(TEKS DOKUMEN):
Sobat. Orang-orang yang beriman dan mengerjakan amal saleh sebagai persiapan untuk menghadapi hari perhitungan ini, mereka merasa bahagia dan bersyukur serta terbayanglah dalam pikiran mereka ganjaran yang akan dianugerahkan Allah kepada mereka sesuai dengan janji-Nya, sesuai dengan keadilan dan rahmat-Nya. Mereka yakin dengan sepenuhnya bahwa mereka tidak akan teraniaya, tidak akan dirugikan sedikit pun, mereka akan dimasukkan ke dalam surga Jannatun Na`im yang di dalamnya tersedia nikmat dan kesenangan yang tiada putus-putusnya.

Sobat. Sebagian ahli hikmah, ketika memberikan motivasi untuk bersyukur kepada Allah, mengatakan, “ Saudaraku sekalian, bersyukurlah kepada Allah atas nikmat yang Allah berikan kepada kalian berupa lidah dengan memperbanyak membaca kitab Allah dan berdzikir kepada-Nya.”

(CATATAN DATA):
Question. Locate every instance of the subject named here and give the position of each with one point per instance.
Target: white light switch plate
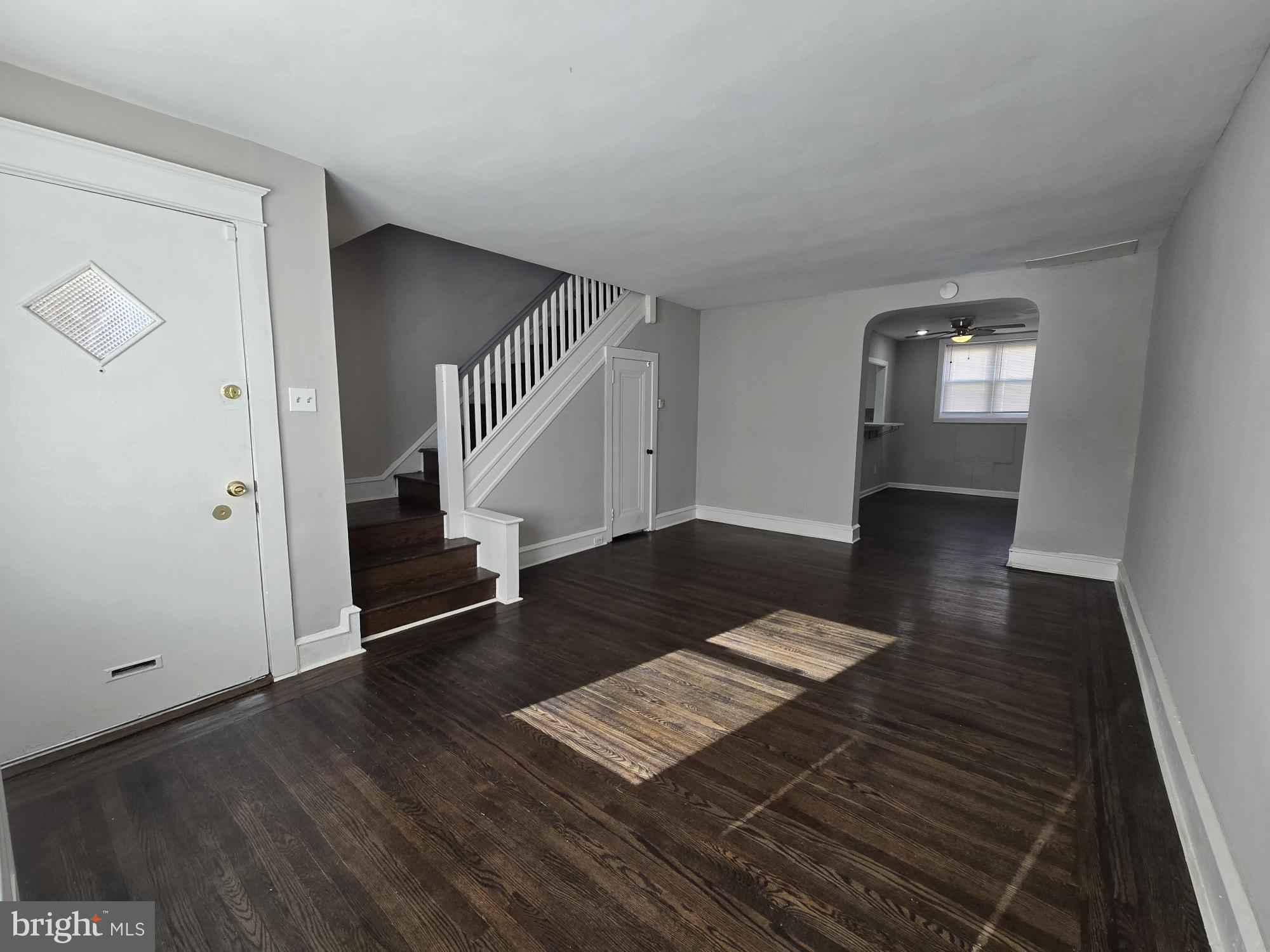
(303, 400)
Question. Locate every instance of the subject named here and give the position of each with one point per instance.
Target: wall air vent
(126, 671)
(1090, 255)
(92, 312)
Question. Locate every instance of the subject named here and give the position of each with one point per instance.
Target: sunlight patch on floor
(805, 644)
(646, 720)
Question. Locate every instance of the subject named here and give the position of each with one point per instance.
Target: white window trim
(940, 417)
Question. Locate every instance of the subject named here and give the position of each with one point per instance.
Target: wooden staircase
(404, 568)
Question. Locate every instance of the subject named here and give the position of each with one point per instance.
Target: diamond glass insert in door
(95, 313)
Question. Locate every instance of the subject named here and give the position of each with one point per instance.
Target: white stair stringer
(487, 466)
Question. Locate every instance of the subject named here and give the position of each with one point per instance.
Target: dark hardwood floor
(711, 738)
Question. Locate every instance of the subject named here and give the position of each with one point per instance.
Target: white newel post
(450, 449)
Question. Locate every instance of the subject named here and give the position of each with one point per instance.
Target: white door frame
(34, 153)
(624, 352)
(882, 389)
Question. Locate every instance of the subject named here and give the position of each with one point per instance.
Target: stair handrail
(501, 334)
(511, 367)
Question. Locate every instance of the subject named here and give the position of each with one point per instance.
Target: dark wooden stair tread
(403, 592)
(383, 512)
(388, 557)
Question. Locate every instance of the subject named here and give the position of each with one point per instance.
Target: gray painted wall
(304, 337)
(1201, 519)
(406, 303)
(558, 487)
(963, 455)
(874, 466)
(779, 379)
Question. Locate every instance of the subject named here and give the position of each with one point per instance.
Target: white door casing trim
(1220, 890)
(44, 155)
(613, 354)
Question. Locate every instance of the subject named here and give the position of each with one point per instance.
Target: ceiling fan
(963, 331)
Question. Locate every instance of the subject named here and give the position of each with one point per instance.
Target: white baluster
(518, 367)
(500, 385)
(538, 345)
(487, 376)
(509, 400)
(577, 295)
(464, 408)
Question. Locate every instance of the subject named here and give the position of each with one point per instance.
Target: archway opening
(946, 400)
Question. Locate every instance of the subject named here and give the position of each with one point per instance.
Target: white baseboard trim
(435, 619)
(835, 532)
(956, 491)
(8, 869)
(361, 489)
(1065, 564)
(335, 644)
(1224, 902)
(675, 517)
(554, 549)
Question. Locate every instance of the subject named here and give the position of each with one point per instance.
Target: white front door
(632, 465)
(125, 588)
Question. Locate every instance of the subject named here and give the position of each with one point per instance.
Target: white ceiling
(937, 318)
(709, 153)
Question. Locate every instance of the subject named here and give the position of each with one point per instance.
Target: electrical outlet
(303, 400)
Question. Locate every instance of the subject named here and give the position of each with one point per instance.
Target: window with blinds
(986, 381)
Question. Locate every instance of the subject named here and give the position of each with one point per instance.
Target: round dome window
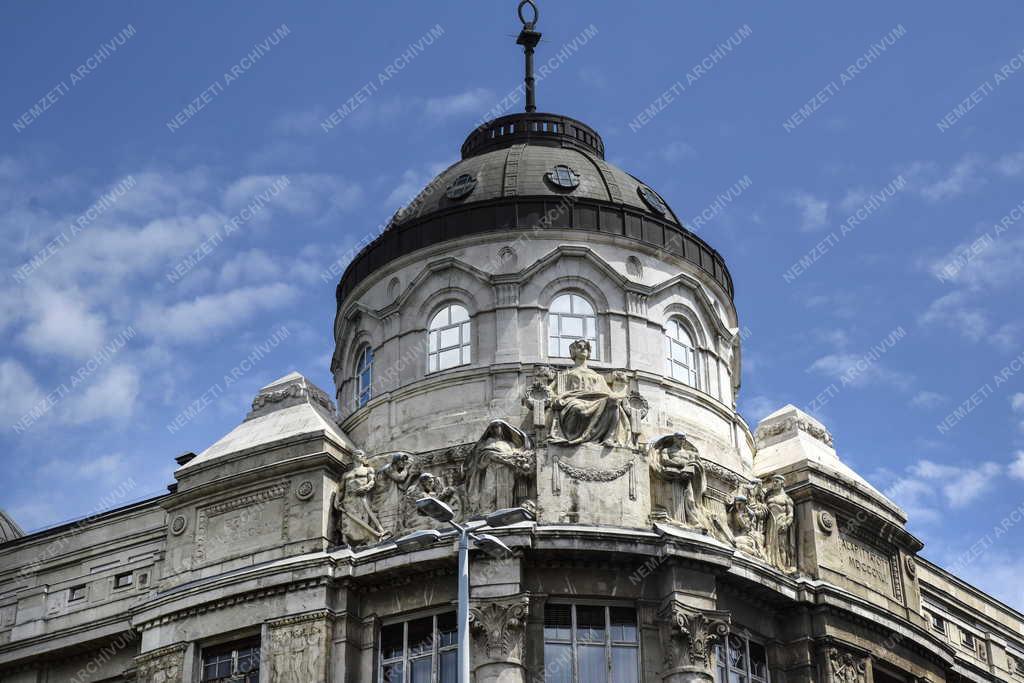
(461, 187)
(563, 177)
(651, 199)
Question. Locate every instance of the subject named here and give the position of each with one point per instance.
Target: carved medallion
(304, 491)
(179, 524)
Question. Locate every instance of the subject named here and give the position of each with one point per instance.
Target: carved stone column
(688, 639)
(296, 648)
(499, 629)
(162, 666)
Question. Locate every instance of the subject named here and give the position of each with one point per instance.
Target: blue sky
(897, 316)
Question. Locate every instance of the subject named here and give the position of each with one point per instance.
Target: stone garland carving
(592, 474)
(500, 628)
(297, 648)
(581, 406)
(163, 666)
(845, 668)
(794, 423)
(688, 637)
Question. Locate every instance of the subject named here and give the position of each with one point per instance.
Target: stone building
(536, 329)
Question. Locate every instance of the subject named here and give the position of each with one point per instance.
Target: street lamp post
(439, 511)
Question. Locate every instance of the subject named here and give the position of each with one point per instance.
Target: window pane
(448, 629)
(459, 314)
(592, 664)
(581, 305)
(557, 664)
(624, 625)
(450, 337)
(449, 358)
(590, 623)
(420, 670)
(560, 305)
(759, 660)
(624, 665)
(449, 670)
(421, 633)
(557, 622)
(571, 327)
(393, 673)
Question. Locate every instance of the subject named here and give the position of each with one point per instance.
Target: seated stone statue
(586, 409)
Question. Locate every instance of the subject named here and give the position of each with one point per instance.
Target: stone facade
(571, 350)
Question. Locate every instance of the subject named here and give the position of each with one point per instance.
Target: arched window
(449, 338)
(570, 317)
(681, 357)
(364, 377)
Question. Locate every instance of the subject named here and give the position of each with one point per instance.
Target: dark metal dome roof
(504, 183)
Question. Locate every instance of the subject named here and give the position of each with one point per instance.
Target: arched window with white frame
(449, 338)
(570, 317)
(681, 353)
(364, 376)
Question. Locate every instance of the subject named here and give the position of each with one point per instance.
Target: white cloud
(60, 324)
(813, 211)
(18, 392)
(927, 486)
(928, 399)
(474, 101)
(111, 396)
(203, 317)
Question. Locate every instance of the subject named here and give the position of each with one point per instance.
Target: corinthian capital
(500, 627)
(689, 636)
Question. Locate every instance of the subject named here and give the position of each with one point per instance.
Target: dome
(534, 171)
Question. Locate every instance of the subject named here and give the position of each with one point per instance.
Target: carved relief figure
(428, 484)
(741, 524)
(357, 525)
(497, 469)
(846, 668)
(392, 480)
(780, 543)
(674, 461)
(587, 409)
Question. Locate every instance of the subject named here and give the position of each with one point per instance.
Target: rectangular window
(420, 650)
(591, 644)
(740, 659)
(232, 663)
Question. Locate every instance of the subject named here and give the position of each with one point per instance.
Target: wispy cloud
(813, 211)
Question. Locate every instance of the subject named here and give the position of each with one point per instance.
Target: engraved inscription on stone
(242, 524)
(865, 563)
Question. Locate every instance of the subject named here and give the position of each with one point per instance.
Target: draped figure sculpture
(674, 461)
(586, 408)
(497, 468)
(780, 542)
(357, 524)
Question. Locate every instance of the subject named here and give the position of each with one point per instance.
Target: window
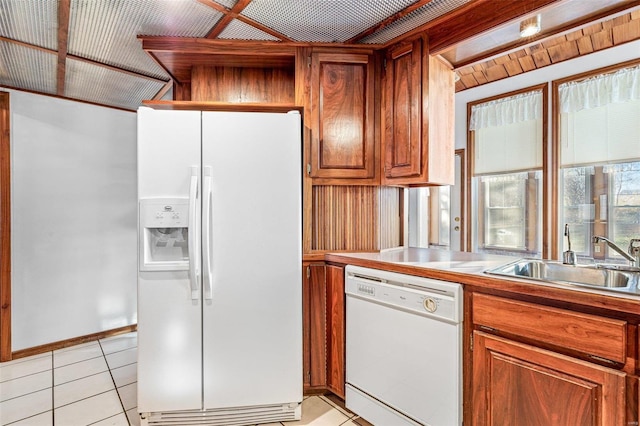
(507, 141)
(599, 156)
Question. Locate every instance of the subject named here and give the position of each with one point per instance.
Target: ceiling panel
(418, 17)
(15, 59)
(106, 30)
(30, 21)
(97, 84)
(322, 21)
(553, 17)
(238, 30)
(227, 3)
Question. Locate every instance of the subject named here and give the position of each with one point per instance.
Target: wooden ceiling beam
(64, 7)
(235, 13)
(475, 18)
(390, 20)
(227, 18)
(163, 91)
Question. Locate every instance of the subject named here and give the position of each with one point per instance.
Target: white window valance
(620, 86)
(505, 111)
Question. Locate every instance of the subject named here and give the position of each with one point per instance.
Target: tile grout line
(115, 385)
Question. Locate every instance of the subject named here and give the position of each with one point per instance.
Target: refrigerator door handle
(193, 234)
(207, 219)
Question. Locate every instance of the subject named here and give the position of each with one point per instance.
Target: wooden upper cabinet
(403, 85)
(342, 118)
(418, 117)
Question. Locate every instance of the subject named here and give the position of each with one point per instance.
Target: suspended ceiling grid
(90, 50)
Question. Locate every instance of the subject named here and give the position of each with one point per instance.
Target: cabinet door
(335, 330)
(342, 116)
(514, 381)
(314, 326)
(403, 103)
(418, 117)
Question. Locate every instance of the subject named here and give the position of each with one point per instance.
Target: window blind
(508, 134)
(600, 119)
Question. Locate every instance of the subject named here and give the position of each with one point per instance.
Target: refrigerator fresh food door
(169, 301)
(252, 312)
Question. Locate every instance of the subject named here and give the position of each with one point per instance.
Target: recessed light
(530, 26)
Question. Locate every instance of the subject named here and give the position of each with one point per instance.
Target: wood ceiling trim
(385, 23)
(594, 37)
(79, 58)
(545, 36)
(475, 18)
(243, 47)
(64, 9)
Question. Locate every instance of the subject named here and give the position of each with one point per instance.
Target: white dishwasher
(403, 348)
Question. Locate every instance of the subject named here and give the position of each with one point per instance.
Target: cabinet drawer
(590, 334)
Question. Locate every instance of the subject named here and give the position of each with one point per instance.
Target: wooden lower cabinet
(515, 383)
(335, 330)
(314, 326)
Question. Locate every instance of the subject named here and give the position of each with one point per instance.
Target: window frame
(472, 192)
(554, 231)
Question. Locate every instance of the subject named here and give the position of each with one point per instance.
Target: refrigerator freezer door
(169, 321)
(252, 326)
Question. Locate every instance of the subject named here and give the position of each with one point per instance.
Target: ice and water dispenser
(164, 225)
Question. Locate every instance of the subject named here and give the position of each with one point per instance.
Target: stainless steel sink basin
(611, 277)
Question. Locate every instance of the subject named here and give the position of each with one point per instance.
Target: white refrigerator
(220, 255)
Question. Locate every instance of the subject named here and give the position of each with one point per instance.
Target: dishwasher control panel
(425, 296)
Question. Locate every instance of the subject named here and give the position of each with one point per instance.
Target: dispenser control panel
(158, 214)
(164, 234)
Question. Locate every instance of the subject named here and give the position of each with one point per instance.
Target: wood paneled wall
(5, 229)
(238, 85)
(358, 218)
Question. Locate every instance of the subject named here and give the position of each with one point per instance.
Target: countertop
(469, 270)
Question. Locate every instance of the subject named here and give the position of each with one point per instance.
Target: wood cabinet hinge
(597, 358)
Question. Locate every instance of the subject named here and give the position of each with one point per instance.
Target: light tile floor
(95, 384)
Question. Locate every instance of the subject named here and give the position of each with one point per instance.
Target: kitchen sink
(609, 277)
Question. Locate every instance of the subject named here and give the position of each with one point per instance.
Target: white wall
(579, 65)
(73, 219)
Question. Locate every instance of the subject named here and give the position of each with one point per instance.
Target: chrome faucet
(634, 249)
(568, 257)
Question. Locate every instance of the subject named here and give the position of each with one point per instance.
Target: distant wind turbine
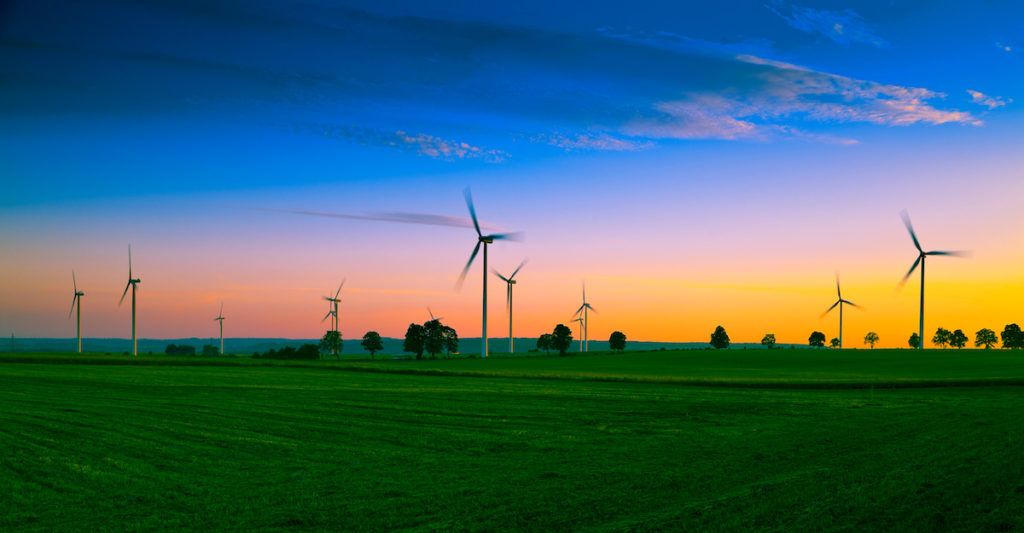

(TUGAS ANDA):
Sambung kembali teks tentang bersyukur kepada Allah, dimulai tepat sesudah kalimat terakhirnya.

(JAWABAN TUGAS):
وَمِنَ ٱلنَّاسِ وَٱلدَّوَآبِّ وَٱلۡأَنۡعَٰمِ مُخۡتَلِفٌ أَلۡوَٰنُهُۥ كَذَٰلِكَۗ إِنَّمَا يَخۡشَى ٱللَّهَ مِنۡ عِبَادِهِ ٱلۡعُلَمَٰٓؤُاْۗ إِنَّ ٱللَّهَ عَزِيزٌ غَفُورٌ 
“Dan demikian (pula) di antara manusia, binatang-binatang melata dan binatang-binatang ternak ada yang bermacam-macam warnanya (dan jenisnya). Sesungguhnya yang takut kepada Allah di antara hamba-hamba-Nya, hanyalah ulama. Sesungguhnya Allah Maha Perkasa lagi Maha Pengampun.” ( QS. Fathir (35) : 28 )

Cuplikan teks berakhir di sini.